Selected extract:
After cavity preparation, samples were restored with the respective restorative technique. In the group with liner, a layer of self-adhesive flowable composite (Dyad Flow) approximately 1 mm in thickness was placed to cover the entire gingival floor of the cavity. Subsequently, in all the groups, bonding agent (OptiBond All-In-One) was scrubbed with an applicator tip for 20 s on all the cavity wall surfaces. The application was repeated and air dried for 5 s followed by light curing for 10 s using LED-curing light in continuous mode. The cavities were then restored with a “nanohybrid” composite (Herculite ultra) using a horizontal incremental technique (1 mm thick) from the cervical to the occlusal surface. Each increment was cured for 20 s from the occlusal surface with a LED-curing light in continuous mode. Then, the metallic matrix was removed, and the restorations were light cured for 20 s from the buccal and lingual surfaces. Further, finishing and polishing were done with the super-snap kit in sequential manner as per manufacturer instructions.

Task to complete: List every product the restoration procedure names by brand. Rely only on the restoration procedure above, without outside knowledge.

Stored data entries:
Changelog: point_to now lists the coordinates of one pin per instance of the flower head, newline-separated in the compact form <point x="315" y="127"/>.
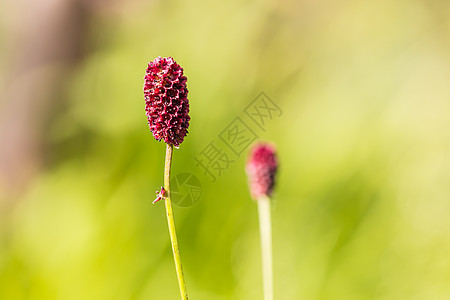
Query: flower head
<point x="261" y="169"/>
<point x="166" y="103"/>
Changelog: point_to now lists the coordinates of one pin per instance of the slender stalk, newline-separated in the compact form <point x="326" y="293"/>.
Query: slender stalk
<point x="171" y="223"/>
<point x="265" y="230"/>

Answer for this exercise: Dyad Flow, OptiBond All-In-One, Herculite ultra, super-snap kit